(Tasks to perform)
(a) For each statement, answer yes or no depending on whether it agrees with the reading passage about Jessie Rosa's torn Achilles' tendons, and quote the words that decide it. (i) Jessie played soccer for five years before switching to basketball. (ii) Jessie needed surgery while she was playing soccer. (iii) The first tendon she tore was in her left foot.
(b) From the reading passage about Jessie Rosa's torn Achilles' tendons, pull out the part that begins at the words "However the accidents" and stops after "just as usual.".

(Reading passage)

━━━━━━━━

The Achilles’ tendon is named after Achilles, a hero of the Trojan War in Greek mythology. He met his fate with an arrow to the heel, supposedly the only vulnerable spot on his body. But an injury to Jessie Rosa’s heel hasn’t stopped her. She tore even both her Achilles’ tendons one after the other playing basketball.
However the accidents caused the student from Montgomery (Alabama, USA) to endure a little more than she ever had to during her sports career. “I never got hurt playing soccer,” she said. “I did little things here and there, but I never had to have surgery.” Jessie learned that playing basketball is a bit more stressful to the joints and tendons than soccer. She was playing soccer for five years before she changed to basketball. Now she is playing in the women’s basketball league.
Within one year she tore her Achilles' tendons. “The first one was my right foot,” she said. “I was pushing off to make a cut and ‘snap,’ I heard a real loud clapping sound. It was horrible. I didn't know what happened.” Jessie had surgery. After a few days she was back at university, making her way around campus on crutches. A few weeks later, she had her cast off and was walking just as usual.
Then, it happened again while playing basketball, this time to the Achilles' tendon of her left foot. “The second time was a little less dramatic because I immediately knew what I did,” Jessie said. “It was painful, but I was more emotional over the fact that I did it again. I knew everything I was going to have to go through.” The time in hospital was very short and she went back to university soon. “I only missed the day of surgery and the day after from university,” she said. But the recovery will take longer. “I don't think I'll play basketball for about a year. Last time I took off eight months before I started playing again."

━━━━━━━━

(Referring expression pointing data)
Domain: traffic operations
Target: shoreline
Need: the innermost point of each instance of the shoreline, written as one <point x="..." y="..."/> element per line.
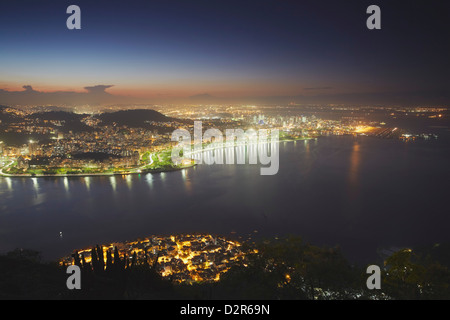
<point x="142" y="171"/>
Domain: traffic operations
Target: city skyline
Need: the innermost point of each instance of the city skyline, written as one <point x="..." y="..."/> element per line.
<point x="265" y="52"/>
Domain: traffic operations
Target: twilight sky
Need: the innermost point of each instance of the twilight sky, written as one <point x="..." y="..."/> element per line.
<point x="243" y="50"/>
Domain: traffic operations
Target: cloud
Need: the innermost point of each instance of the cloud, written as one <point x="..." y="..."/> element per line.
<point x="28" y="88"/>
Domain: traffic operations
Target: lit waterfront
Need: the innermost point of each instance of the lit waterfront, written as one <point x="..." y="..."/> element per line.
<point x="182" y="258"/>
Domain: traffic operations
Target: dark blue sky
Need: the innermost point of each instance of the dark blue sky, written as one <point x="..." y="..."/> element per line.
<point x="230" y="49"/>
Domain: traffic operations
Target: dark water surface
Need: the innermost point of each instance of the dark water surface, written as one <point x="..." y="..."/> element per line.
<point x="359" y="193"/>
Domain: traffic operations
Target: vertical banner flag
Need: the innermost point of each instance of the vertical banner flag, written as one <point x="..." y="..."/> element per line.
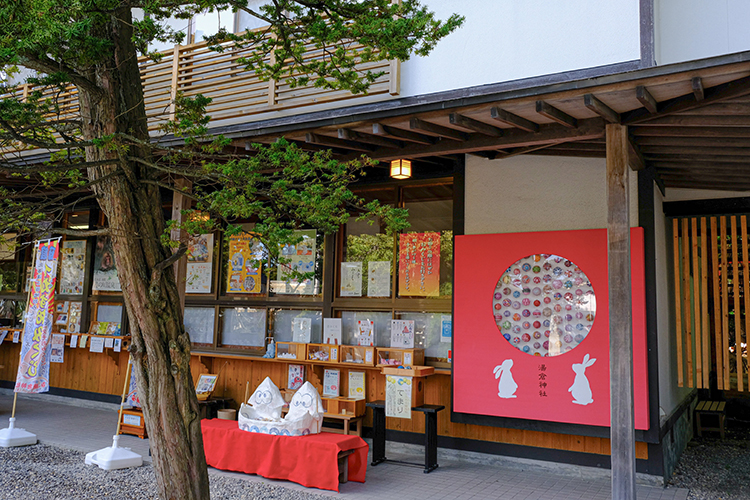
<point x="33" y="369"/>
<point x="419" y="265"/>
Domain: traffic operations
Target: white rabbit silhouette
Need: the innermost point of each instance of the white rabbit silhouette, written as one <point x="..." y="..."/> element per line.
<point x="507" y="386"/>
<point x="581" y="390"/>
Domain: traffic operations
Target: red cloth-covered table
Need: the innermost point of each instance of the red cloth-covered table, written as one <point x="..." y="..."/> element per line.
<point x="311" y="461"/>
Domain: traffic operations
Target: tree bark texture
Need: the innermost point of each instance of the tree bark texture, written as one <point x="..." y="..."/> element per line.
<point x="160" y="346"/>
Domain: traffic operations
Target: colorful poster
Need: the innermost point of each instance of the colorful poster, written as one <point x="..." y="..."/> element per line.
<point x="419" y="265"/>
<point x="57" y="353"/>
<point x="351" y="279"/>
<point x="397" y="396"/>
<point x="96" y="344"/>
<point x="332" y="331"/>
<point x="33" y="368"/>
<point x="446" y="328"/>
<point x="72" y="267"/>
<point x="74" y="317"/>
<point x="245" y="264"/>
<point x="301" y="329"/>
<point x="132" y="400"/>
<point x="297" y="258"/>
<point x="357" y="385"/>
<point x="199" y="264"/>
<point x="551" y="362"/>
<point x="296" y="377"/>
<point x="365" y="332"/>
<point x="379" y="278"/>
<point x="402" y="333"/>
<point x="331" y="383"/>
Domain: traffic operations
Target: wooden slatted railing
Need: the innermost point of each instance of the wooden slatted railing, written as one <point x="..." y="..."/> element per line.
<point x="238" y="95"/>
<point x="711" y="266"/>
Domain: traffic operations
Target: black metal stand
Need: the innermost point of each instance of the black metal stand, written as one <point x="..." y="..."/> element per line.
<point x="430" y="434"/>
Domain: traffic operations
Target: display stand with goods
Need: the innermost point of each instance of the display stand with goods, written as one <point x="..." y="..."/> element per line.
<point x="114" y="457"/>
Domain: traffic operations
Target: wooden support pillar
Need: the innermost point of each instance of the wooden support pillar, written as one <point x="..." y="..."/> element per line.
<point x="620" y="315"/>
<point x="180" y="202"/>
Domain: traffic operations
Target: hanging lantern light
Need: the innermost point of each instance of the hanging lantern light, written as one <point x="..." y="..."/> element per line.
<point x="400" y="169"/>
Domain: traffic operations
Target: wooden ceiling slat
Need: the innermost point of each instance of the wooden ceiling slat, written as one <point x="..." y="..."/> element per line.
<point x="407" y="135"/>
<point x="554" y="114"/>
<point x="516" y="121"/>
<point x="675" y="131"/>
<point x="474" y="125"/>
<point x="437" y="130"/>
<point x="601" y="109"/>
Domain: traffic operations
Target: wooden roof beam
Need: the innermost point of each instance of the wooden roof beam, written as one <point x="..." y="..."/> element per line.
<point x="333" y="142"/>
<point x="601" y="109"/>
<point x="407" y="135"/>
<point x="437" y="130"/>
<point x="698" y="91"/>
<point x="687" y="102"/>
<point x="556" y="115"/>
<point x="353" y="135"/>
<point x="645" y="98"/>
<point x="552" y="133"/>
<point x="475" y="125"/>
<point x="513" y="120"/>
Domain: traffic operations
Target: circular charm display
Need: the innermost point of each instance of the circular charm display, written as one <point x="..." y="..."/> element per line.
<point x="565" y="300"/>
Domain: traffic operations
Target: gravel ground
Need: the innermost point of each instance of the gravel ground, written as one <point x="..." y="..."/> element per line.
<point x="45" y="472"/>
<point x="714" y="469"/>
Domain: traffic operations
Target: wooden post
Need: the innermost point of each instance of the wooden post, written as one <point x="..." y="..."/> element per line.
<point x="180" y="202"/>
<point x="620" y="315"/>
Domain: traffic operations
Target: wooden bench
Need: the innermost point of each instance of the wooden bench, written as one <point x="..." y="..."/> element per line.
<point x="712" y="409"/>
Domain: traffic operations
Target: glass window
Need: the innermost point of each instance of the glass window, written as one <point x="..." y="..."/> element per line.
<point x="365" y="243"/>
<point x="199" y="323"/>
<point x="284" y="323"/>
<point x="428" y="332"/>
<point x="306" y="256"/>
<point x="382" y="326"/>
<point x="242" y="327"/>
<point x="426" y="249"/>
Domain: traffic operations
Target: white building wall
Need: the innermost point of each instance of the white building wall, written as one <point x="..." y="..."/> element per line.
<point x="538" y="193"/>
<point x="694" y="29"/>
<point x="504" y="40"/>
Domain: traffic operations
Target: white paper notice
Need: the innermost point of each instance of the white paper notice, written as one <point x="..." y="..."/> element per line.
<point x="331" y="330"/>
<point x="351" y="279"/>
<point x="331" y="383"/>
<point x="397" y="396"/>
<point x="365" y="332"/>
<point x="97" y="344"/>
<point x="301" y="328"/>
<point x="402" y="334"/>
<point x="357" y="385"/>
<point x="57" y="353"/>
<point x="446" y="328"/>
<point x="379" y="278"/>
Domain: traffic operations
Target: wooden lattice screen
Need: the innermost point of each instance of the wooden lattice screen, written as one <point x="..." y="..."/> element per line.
<point x="712" y="301"/>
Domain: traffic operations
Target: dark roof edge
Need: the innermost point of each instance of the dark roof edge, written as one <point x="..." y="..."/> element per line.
<point x="546" y="84"/>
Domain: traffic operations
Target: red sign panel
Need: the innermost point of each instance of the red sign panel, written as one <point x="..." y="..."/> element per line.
<point x="531" y="324"/>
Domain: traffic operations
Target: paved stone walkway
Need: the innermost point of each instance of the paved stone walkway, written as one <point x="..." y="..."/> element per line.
<point x="85" y="426"/>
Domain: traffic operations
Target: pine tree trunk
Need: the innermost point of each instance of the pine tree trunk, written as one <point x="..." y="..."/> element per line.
<point x="160" y="345"/>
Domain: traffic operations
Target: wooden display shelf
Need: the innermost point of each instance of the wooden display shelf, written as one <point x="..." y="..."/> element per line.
<point x="133" y="423"/>
<point x="299" y="351"/>
<point x="356" y="353"/>
<point x="414" y="371"/>
<point x="400" y="357"/>
<point x="329" y="353"/>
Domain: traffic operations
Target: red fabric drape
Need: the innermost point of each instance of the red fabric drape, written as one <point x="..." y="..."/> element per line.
<point x="308" y="460"/>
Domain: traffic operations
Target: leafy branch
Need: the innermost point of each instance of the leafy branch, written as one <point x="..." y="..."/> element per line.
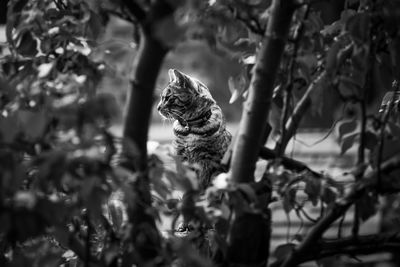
<point x="369" y="182"/>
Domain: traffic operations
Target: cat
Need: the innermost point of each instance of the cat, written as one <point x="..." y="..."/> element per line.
<point x="199" y="126"/>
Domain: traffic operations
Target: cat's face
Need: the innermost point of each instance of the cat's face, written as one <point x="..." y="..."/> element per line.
<point x="184" y="98"/>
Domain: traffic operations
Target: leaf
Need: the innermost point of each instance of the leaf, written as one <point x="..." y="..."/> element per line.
<point x="27" y="44"/>
<point x="283" y="251"/>
<point x="348" y="141"/>
<point x="9" y="128"/>
<point x="33" y="124"/>
<point x="168" y="31"/>
<point x="358" y="27"/>
<point x="44" y="69"/>
<point x="368" y="206"/>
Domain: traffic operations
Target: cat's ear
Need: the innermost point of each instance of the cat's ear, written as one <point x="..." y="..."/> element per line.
<point x="176" y="76"/>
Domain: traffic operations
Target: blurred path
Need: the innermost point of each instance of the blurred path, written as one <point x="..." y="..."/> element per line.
<point x="321" y="154"/>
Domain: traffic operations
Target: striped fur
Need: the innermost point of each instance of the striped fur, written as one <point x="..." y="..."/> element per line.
<point x="199" y="126"/>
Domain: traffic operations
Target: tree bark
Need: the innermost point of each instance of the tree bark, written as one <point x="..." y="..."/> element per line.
<point x="145" y="235"/>
<point x="249" y="234"/>
<point x="151" y="53"/>
<point x="256" y="108"/>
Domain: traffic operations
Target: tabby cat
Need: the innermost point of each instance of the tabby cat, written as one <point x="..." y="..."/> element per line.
<point x="199" y="125"/>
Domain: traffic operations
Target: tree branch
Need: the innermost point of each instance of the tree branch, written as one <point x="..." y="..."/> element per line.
<point x="251" y="134"/>
<point x="135" y="9"/>
<point x="299" y="111"/>
<point x="361" y="245"/>
<point x="370" y="181"/>
<point x="291" y="164"/>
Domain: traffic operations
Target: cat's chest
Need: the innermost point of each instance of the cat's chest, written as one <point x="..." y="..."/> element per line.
<point x="194" y="147"/>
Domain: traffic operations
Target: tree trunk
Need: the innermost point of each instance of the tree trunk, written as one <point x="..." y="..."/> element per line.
<point x="145" y="236"/>
<point x="250" y="233"/>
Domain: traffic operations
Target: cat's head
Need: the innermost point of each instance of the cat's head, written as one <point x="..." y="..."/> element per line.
<point x="184" y="98"/>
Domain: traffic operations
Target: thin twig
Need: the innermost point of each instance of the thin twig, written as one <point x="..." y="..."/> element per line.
<point x="340" y="207"/>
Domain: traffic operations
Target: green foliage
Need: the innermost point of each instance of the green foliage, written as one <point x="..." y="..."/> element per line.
<point x="61" y="195"/>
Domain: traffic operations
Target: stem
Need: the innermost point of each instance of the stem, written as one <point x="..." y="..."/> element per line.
<point x="251" y="133"/>
<point x="340" y="207"/>
<point x="299" y="111"/>
<point x="280" y="149"/>
<point x="360" y="163"/>
<point x="256" y="108"/>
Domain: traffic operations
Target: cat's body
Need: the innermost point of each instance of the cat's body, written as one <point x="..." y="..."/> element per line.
<point x="200" y="130"/>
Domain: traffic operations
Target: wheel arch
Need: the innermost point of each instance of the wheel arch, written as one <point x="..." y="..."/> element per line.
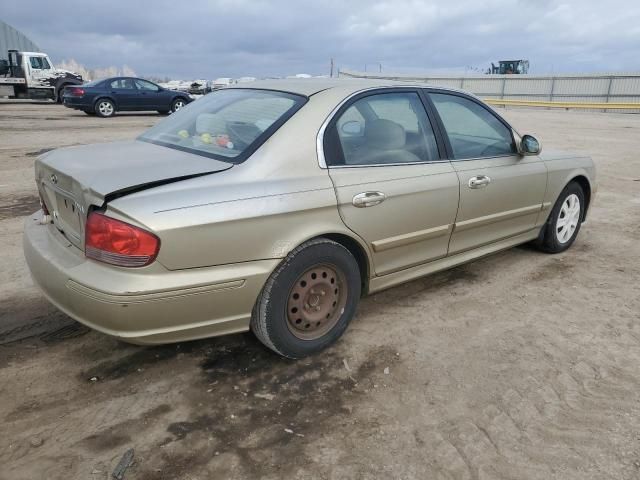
<point x="105" y="97"/>
<point x="586" y="188"/>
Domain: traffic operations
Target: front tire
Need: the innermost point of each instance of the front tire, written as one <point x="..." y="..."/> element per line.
<point x="309" y="300"/>
<point x="565" y="219"/>
<point x="61" y="93"/>
<point x="105" y="108"/>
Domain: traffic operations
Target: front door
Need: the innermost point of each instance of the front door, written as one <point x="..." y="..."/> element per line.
<point x="501" y="191"/>
<point x="392" y="187"/>
<point x="40" y="72"/>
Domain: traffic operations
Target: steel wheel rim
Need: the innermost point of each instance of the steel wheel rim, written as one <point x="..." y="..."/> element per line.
<point x="568" y="218"/>
<point x="105" y="108"/>
<point x="316" y="301"/>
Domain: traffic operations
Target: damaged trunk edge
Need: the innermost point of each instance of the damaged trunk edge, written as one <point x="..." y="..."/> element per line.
<point x="74" y="181"/>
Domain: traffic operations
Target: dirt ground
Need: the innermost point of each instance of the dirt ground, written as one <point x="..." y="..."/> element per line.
<point x="520" y="365"/>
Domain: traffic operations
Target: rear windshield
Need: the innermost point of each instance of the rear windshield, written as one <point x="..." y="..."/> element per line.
<point x="228" y="124"/>
<point x="93" y="83"/>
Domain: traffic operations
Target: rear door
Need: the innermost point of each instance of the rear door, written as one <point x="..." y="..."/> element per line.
<point x="151" y="96"/>
<point x="125" y="93"/>
<point x="501" y="191"/>
<point x="392" y="186"/>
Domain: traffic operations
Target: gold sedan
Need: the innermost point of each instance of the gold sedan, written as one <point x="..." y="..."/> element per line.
<point x="275" y="207"/>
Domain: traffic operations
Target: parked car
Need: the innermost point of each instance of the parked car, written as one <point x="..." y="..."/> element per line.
<point x="274" y="207"/>
<point x="221" y="83"/>
<point x="119" y="94"/>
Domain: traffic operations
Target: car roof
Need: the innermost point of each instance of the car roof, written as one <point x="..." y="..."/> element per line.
<point x="311" y="86"/>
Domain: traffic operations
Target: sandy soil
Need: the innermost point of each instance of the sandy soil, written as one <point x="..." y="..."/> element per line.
<point x="520" y="365"/>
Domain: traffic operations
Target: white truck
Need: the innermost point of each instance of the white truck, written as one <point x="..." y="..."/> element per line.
<point x="31" y="75"/>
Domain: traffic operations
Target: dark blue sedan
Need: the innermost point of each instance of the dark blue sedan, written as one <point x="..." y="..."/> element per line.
<point x="119" y="94"/>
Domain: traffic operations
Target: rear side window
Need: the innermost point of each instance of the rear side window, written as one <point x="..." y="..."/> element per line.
<point x="473" y="131"/>
<point x="123" y="84"/>
<point x="227" y="124"/>
<point x="384" y="129"/>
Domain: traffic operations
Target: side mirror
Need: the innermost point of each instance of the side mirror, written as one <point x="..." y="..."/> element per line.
<point x="529" y="145"/>
<point x="352" y="127"/>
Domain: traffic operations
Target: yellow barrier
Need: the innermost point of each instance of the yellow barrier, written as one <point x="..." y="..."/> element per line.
<point x="536" y="103"/>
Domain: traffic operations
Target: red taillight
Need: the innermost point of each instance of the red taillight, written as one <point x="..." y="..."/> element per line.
<point x="118" y="243"/>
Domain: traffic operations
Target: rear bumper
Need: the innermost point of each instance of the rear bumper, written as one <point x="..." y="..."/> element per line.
<point x="78" y="103"/>
<point x="150" y="305"/>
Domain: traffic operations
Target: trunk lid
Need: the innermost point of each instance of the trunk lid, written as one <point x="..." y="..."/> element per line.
<point x="71" y="180"/>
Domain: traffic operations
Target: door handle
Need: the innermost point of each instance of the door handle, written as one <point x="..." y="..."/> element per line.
<point x="368" y="199"/>
<point x="479" y="181"/>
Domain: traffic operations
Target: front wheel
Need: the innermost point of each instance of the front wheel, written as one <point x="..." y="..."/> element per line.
<point x="565" y="219"/>
<point x="177" y="104"/>
<point x="308" y="302"/>
<point x="59" y="98"/>
<point x="105" y="108"/>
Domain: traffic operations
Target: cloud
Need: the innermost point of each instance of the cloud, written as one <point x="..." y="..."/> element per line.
<point x="208" y="39"/>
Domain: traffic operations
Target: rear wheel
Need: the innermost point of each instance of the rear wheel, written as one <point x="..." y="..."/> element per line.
<point x="105" y="108"/>
<point x="565" y="219"/>
<point x="177" y="104"/>
<point x="308" y="302"/>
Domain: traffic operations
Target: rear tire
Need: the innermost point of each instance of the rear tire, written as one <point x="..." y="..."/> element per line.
<point x="563" y="225"/>
<point x="105" y="108"/>
<point x="177" y="104"/>
<point x="309" y="300"/>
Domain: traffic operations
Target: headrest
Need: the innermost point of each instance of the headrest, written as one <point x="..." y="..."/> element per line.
<point x="385" y="135"/>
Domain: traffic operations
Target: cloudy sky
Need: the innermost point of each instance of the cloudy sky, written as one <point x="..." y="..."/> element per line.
<point x="216" y="38"/>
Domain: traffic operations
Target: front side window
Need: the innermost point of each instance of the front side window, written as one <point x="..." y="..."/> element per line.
<point x="473" y="131"/>
<point x="39" y="63"/>
<point x="144" y="85"/>
<point x="123" y="84"/>
<point x="386" y="128"/>
<point x="227" y="124"/>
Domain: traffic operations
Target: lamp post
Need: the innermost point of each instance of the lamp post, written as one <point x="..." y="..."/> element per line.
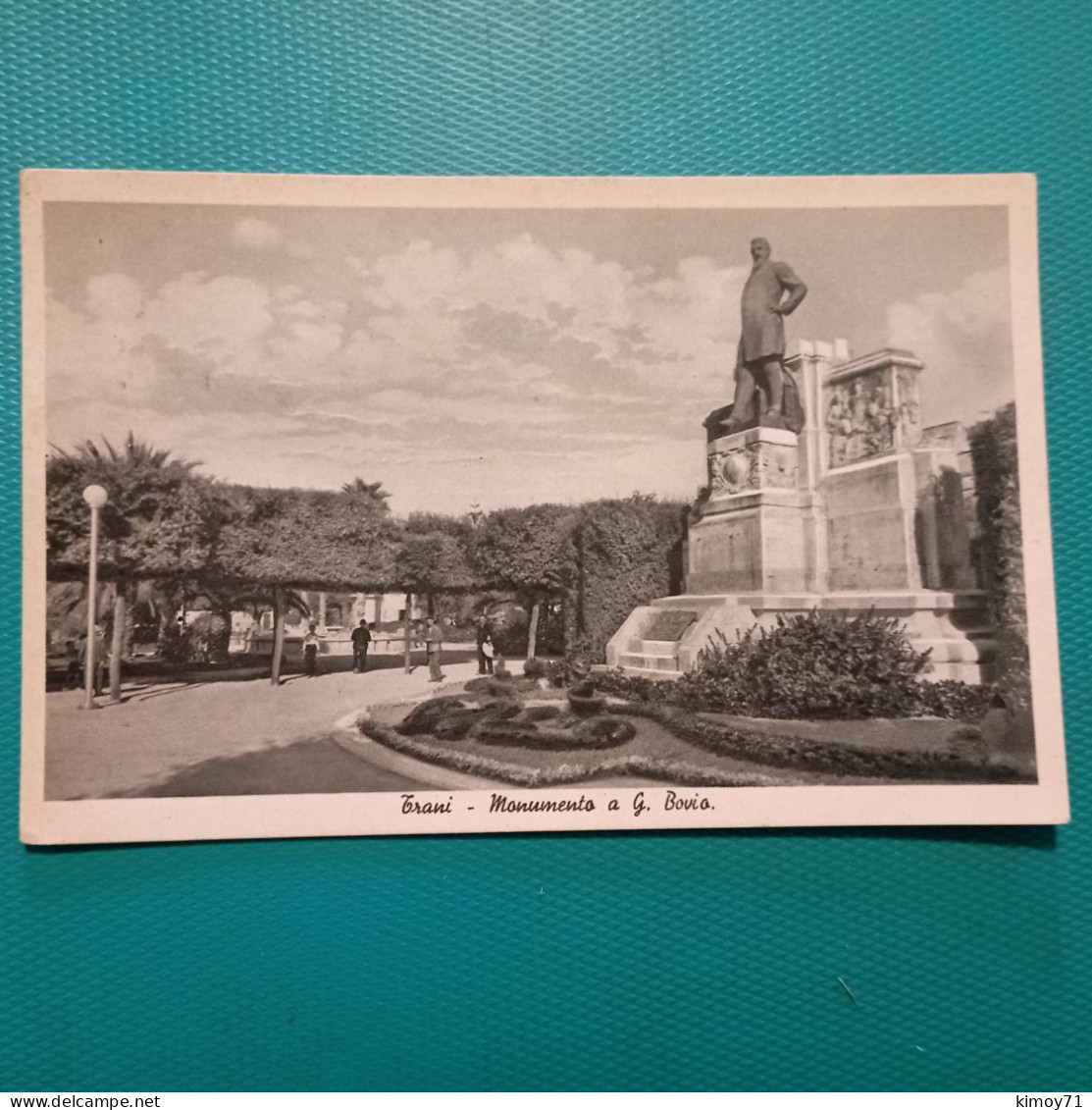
<point x="95" y="497"/>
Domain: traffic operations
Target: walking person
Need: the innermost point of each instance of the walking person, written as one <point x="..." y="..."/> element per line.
<point x="433" y="645"/>
<point x="311" y="643"/>
<point x="98" y="650"/>
<point x="488" y="653"/>
<point x="482" y="627"/>
<point x="362" y="637"/>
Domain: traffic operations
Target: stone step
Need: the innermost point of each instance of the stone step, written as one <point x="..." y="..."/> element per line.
<point x="643" y="661"/>
<point x="646" y="672"/>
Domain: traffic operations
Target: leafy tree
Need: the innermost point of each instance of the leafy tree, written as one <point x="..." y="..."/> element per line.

━━━━━━━━

(Answers to the exercise)
(a)
(i) Yes: "She was playing soccer for five years before she changed to basketball."
(ii) No: "I did little things here and there, but I never had to have surgery."
(iii) No: "The first one was my right foot,"

(b)
However the accidents caused the student from Montgomery (Alabama, USA) to endure a little more than she ever had to during her sports career. “I never got hurt playing soccer,” she said. “I did little things here and there, but I never had to have surgery.” Jessie learned that playing basketball is a bit more stressful to the joints and tendons than soccer. She was playing soccer for five years before she changed to basketball. Now she is playing in the women’s basketball league.
Within one year she tore her Achilles' tendons. “The first one was my right foot,” she said. “I was pushing off to make a cut and ‘snap,’ I heard a real loud clapping sound. It was horrible. I didn't know what happened.” Jessie had surgery. After a few days she was back at university, making her way around campus on crutches. A few weeks later, she had her cast off and was walking just as usual.